Go through the listing below and reproduce it word for word.
★ ★ ★ ★ ★ ★ ★
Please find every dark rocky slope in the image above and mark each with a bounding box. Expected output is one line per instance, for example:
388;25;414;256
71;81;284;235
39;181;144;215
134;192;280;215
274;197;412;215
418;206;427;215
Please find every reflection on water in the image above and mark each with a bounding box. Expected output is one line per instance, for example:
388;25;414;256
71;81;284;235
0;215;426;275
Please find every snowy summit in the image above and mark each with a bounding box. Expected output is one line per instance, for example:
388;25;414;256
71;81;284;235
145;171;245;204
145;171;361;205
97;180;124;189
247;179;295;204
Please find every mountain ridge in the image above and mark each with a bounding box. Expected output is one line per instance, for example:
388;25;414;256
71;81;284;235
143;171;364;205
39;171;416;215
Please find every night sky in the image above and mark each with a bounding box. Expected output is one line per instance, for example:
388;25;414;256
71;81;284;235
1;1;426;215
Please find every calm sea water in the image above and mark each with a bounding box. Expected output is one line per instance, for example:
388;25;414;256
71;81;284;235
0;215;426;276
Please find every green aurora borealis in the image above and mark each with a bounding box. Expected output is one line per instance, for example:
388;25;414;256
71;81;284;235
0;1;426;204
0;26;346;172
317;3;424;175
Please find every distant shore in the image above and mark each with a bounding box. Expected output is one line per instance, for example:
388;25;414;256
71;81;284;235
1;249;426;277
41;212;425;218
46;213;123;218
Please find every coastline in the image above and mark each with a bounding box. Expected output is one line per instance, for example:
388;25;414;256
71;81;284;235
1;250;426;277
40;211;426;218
★ ★ ★ ★ ★ ★ ★
= SOLUTION TO THE PROBLEM =
Please find every dark rocky slope in the image above and mark each with a bounding box. Expected output is one line per instance, for example:
388;25;414;256
71;81;284;235
39;181;144;215
134;192;280;215
274;197;412;215
418;206;427;215
Please find every reflection on water in the image above and mark each with a bounding box. Expected output is one line per instance, for example:
388;25;414;256
71;81;284;235
0;215;426;275
Please find every snowy summit in the image above and mark each with a bounding box. Expected output is one line per instance, for example:
388;25;414;256
71;81;284;235
145;171;245;204
145;171;361;205
97;180;124;189
247;179;295;204
Please find every mountain ridge in the image above and mark each with a bounding box. Expected output is one line per instance, for example:
388;25;414;256
71;81;284;235
143;171;364;205
39;171;416;215
Please find every night sky in the image above and mark each with a bounding box. Expected output is one line per instance, for example:
388;25;414;256
71;81;284;235
1;1;426;215
Please find every calm sea water in the image above and mark each with a bounding box. Expected output is one line per instance, for example:
388;25;414;256
71;81;284;235
0;215;426;276
Please find every green aurora borealis in the image above and mark each with a bounding box. Expected output is one line per instance, for example:
388;25;414;256
71;81;284;235
0;1;426;204
0;26;346;172
317;3;424;175
Please find every distant shore in the image above and mark each with a bounding box. Expected output is one line per instance, for example:
388;25;414;256
71;81;284;235
1;249;426;277
41;212;425;218
46;213;123;218
Please find every coastline in the image above and mark each with a bounding box. Expected output is one line per instance, for example:
388;25;414;256
71;81;284;235
1;250;426;277
40;211;426;218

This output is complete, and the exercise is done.